▸ TASK SET
(a) Write out everything in the WebQuest guide from "Talk About: How" down to "gain that skill.".
(b) Do the following statements agree with the WebQuest guide? Answer yes or no for each, quoting the words that decide it. (i) Step #1 can be finished in one class session. (ii) Students are shown the policies set by international treaties before they share their own opinions. (iii) The first activity asks students to find the age limit for buying a gun.
(c) According to the WebQuest guide, what is one way to help students learn to tell reliable online resources from unreliable ones?
--- START SELECTION ---
The WebQuest: Step-By-Step
The WebQuest: Step-By-Step
Step #1: Setting Age Limits
This step asks students to examine the age limitations that societies place on various activities—using their own countries as a starting point. They then state their own opinions regarding age and gender limitations for various military tasks. This way, students have an opportunity to form and share their own opinions before being presented with policies established by international treaties. This step can be completed in one class session.
Step #1 Activities:
Activities in Your Country—Age by Age
Military Activities Age Chart
Teacher’s Tip: Bookmark Web sites in advance that contain information on age limitations within your country/state. The first activity asks students to identify the age limitations for a number of things—opening a bank account, driving, drinking alcohol, buying a gun, holding elected office, and getting married. By bookmarking reliable and authoritative Web sites that cover this information in advance, you’ll be able to help students separate fact from rumour—and save class time in the process.
Talk About: How to determine authoritative Web sites from non-authoritative ones. While this WebQuest can be completed using its direct links to authoritative online resources, ultimately your students will need to be able to discern reliable online resources from non-reliable ones on their own. Modeling the process you went through to identify the authoritative Web sites that you’ve bookmarked is one way to help them gain that skill.
--- END SELECTION ---
--- START PROVIDED RECORDS ---
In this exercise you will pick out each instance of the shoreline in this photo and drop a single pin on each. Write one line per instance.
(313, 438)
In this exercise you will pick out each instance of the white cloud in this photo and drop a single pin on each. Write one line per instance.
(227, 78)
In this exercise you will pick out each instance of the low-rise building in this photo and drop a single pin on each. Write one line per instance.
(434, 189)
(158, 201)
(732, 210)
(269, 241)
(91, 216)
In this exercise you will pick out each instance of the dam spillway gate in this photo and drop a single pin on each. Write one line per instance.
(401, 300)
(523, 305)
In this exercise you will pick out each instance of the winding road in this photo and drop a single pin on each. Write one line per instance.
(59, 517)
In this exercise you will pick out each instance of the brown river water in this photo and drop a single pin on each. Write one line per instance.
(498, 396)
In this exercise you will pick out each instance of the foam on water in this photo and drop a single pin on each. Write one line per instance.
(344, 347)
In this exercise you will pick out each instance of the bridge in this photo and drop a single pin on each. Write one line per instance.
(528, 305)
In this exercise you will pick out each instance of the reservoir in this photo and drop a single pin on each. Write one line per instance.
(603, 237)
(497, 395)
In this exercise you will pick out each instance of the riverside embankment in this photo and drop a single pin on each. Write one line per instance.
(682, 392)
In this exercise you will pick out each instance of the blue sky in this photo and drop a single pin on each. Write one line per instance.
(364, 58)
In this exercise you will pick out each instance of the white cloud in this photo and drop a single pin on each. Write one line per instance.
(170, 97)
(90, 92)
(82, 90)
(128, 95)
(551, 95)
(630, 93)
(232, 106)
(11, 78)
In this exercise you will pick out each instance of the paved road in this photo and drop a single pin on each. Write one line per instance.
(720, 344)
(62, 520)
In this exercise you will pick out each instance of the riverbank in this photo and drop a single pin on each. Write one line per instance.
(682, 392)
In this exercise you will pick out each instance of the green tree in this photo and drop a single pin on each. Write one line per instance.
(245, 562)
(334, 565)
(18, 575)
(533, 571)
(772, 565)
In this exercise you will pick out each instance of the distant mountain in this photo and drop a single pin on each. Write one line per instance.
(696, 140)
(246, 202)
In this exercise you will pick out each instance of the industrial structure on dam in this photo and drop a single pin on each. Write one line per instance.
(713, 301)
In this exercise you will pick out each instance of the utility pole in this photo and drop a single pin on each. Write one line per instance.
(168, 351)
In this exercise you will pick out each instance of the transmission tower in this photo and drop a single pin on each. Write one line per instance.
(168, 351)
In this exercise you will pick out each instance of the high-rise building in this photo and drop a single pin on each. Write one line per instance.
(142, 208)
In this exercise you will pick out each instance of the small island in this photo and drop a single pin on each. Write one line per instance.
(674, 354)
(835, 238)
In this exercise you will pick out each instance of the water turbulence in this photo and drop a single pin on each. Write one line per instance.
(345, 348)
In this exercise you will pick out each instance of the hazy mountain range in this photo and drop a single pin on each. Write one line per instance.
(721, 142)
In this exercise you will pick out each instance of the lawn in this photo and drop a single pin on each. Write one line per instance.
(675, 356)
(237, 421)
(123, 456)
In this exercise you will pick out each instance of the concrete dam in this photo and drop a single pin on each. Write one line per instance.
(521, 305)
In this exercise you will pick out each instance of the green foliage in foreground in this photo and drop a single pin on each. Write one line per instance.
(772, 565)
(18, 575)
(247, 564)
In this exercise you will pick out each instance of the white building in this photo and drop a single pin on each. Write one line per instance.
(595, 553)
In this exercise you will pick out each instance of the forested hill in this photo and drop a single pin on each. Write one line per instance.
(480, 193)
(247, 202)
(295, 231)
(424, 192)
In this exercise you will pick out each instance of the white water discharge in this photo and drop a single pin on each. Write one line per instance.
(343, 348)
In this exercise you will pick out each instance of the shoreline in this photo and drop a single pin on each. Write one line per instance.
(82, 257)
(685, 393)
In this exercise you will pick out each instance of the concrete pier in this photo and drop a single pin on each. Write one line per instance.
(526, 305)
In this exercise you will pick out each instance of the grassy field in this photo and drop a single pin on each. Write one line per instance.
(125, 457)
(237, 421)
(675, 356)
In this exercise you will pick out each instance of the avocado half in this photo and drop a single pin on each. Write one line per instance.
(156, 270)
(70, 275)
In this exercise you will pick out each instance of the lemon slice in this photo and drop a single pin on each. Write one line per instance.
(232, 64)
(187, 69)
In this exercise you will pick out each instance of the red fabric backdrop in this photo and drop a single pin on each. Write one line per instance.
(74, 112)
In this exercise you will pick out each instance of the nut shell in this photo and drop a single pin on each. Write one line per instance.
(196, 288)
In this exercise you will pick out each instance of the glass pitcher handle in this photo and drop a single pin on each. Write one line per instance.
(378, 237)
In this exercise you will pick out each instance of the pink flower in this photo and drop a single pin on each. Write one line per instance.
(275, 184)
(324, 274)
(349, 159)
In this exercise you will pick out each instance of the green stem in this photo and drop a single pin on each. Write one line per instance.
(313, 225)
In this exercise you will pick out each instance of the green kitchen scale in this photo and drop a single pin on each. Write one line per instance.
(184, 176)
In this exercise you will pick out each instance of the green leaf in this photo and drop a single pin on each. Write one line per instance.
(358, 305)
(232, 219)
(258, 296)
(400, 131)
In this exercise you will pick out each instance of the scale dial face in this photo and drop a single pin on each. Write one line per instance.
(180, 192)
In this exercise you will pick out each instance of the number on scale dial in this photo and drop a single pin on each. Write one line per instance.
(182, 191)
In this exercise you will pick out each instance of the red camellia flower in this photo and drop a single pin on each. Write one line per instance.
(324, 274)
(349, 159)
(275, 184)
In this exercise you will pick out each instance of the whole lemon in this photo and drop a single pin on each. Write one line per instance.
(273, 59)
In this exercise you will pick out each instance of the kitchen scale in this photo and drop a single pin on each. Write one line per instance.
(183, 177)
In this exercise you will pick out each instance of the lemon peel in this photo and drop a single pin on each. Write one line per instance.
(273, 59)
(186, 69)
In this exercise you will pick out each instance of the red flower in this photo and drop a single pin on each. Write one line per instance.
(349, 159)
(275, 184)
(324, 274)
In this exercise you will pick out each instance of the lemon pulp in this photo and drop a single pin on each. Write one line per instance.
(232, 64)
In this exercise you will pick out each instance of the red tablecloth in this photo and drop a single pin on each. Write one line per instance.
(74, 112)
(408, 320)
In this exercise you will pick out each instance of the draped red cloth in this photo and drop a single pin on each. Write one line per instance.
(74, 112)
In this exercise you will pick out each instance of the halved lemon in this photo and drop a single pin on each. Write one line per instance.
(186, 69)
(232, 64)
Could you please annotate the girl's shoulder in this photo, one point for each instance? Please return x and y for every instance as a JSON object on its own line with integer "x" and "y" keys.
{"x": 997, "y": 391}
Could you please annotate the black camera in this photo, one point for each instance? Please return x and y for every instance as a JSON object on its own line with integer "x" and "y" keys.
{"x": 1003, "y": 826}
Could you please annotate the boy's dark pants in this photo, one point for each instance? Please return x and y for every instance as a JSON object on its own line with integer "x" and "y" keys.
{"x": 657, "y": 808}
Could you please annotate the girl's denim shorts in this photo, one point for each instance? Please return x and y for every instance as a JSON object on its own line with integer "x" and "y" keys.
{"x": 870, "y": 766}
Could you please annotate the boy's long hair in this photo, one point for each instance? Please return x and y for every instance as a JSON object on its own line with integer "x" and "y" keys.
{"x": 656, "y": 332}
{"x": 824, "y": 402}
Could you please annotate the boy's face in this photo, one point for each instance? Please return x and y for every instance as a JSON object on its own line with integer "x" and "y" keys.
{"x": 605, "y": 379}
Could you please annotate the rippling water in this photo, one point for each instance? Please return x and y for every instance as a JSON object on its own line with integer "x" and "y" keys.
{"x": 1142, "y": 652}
--- END PROVIDED RECORDS ---
▸ EXERCISE ANSWERS
(a)
Talk About: How to determine authoritative Web sites from non-authoritative ones. While this WebQuest can be completed using its direct links to authoritative online resources, ultimately your students will need to be able to discern reliable online resources from non-reliable ones on their own. Modeling the process you went through to identify the authoritative Web sites that you’ve bookmarked is one way to help them gain that skill.

(b)
(i) Yes: "This step can be completed in one class session."
(ii) No: "students have an opportunity to form and share their own opinions before being presented with policies established by international treaties."
(iii) Yes: "The first activity asks students to identify the age limitations for a number of things—opening a bank account, driving, drinking alcohol, buying a gun, holding elected office, and getting married."

(c) Model the process you went through to identify the authoritative Web sites you bookmarked.